(Region pointing data)

*** Block opens ***

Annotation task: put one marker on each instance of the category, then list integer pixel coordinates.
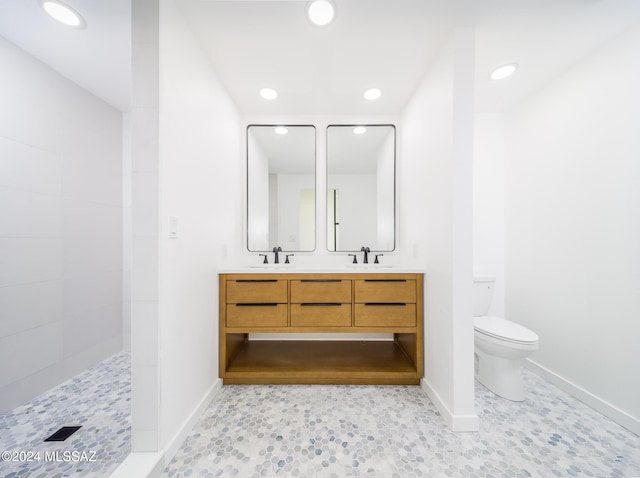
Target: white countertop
(320, 269)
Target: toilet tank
(482, 295)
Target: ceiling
(387, 44)
(97, 58)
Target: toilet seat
(503, 329)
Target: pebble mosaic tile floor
(325, 432)
(395, 432)
(98, 400)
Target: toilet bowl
(500, 347)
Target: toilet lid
(504, 329)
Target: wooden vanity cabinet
(386, 304)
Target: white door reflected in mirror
(361, 187)
(281, 187)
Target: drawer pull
(256, 280)
(321, 280)
(385, 304)
(256, 305)
(385, 280)
(320, 304)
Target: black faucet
(366, 251)
(275, 251)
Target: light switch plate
(173, 227)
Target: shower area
(65, 242)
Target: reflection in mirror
(281, 188)
(361, 187)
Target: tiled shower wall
(60, 228)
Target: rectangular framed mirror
(361, 187)
(281, 187)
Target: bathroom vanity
(385, 306)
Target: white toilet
(500, 346)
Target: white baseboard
(608, 410)
(457, 423)
(151, 465)
(176, 442)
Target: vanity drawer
(389, 290)
(256, 291)
(256, 315)
(385, 315)
(321, 315)
(321, 290)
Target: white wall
(289, 202)
(436, 213)
(258, 236)
(572, 226)
(60, 228)
(385, 193)
(488, 204)
(200, 183)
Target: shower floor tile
(98, 400)
(395, 431)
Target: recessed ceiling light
(504, 71)
(63, 13)
(372, 94)
(321, 12)
(268, 93)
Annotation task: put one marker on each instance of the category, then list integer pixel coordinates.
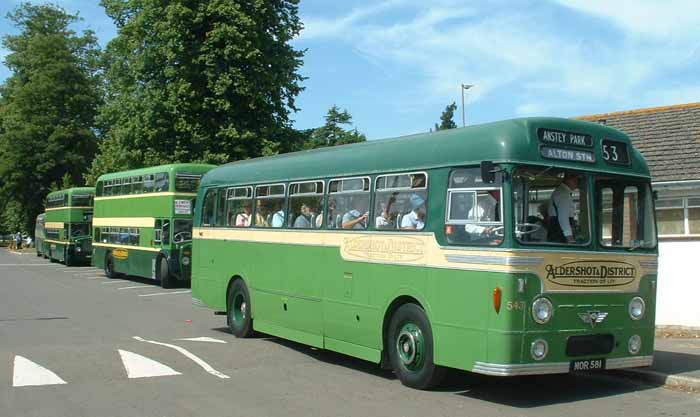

*** Block closes ***

▶ _AIM OF THE EXERCISE_: Please copy out the entries above exactly as they appear, but skip their images.

▶ _OUTPUT FOR THIS EXERCISE_:
Annotation task: put one marker on each instance of the category, then list integer pixel coordinates.
Target: white countertop
(320, 269)
Target: toilet tank
(482, 295)
Target: ceiling
(387, 44)
(97, 58)
Target: toilet seat
(503, 329)
Target: pebble mosaic tile floor
(325, 432)
(395, 432)
(98, 400)
Target: toilet bowl
(500, 347)
Target: toilet lid
(504, 329)
Target: wooden vanity cabinet
(386, 304)
Target: white door reflected in mirror
(361, 187)
(281, 187)
Target: drawer pull
(256, 280)
(321, 280)
(385, 304)
(256, 305)
(385, 280)
(320, 304)
Target: black faucet
(366, 251)
(275, 251)
Target: light switch plate
(173, 227)
Target: shower area
(65, 242)
Target: reflection in mirror
(281, 188)
(361, 187)
Target: tiled shower wall
(60, 228)
Target: rectangular framed mirror
(361, 187)
(281, 187)
Target: bathroom vanity
(385, 306)
Target: white toilet
(500, 346)
Target: white baseboard
(608, 410)
(457, 423)
(151, 465)
(176, 442)
Target: vanity drawer
(389, 290)
(256, 291)
(256, 315)
(385, 315)
(321, 315)
(321, 290)
Target: white wall
(289, 202)
(436, 213)
(258, 236)
(572, 226)
(60, 228)
(385, 193)
(488, 204)
(200, 183)
Target: shower floor tile
(98, 400)
(395, 431)
Target: recessed ceiling light
(504, 71)
(63, 13)
(372, 94)
(321, 12)
(268, 93)
Annotation task: put one marker on each instance of the category, then list integer pixel coordinates.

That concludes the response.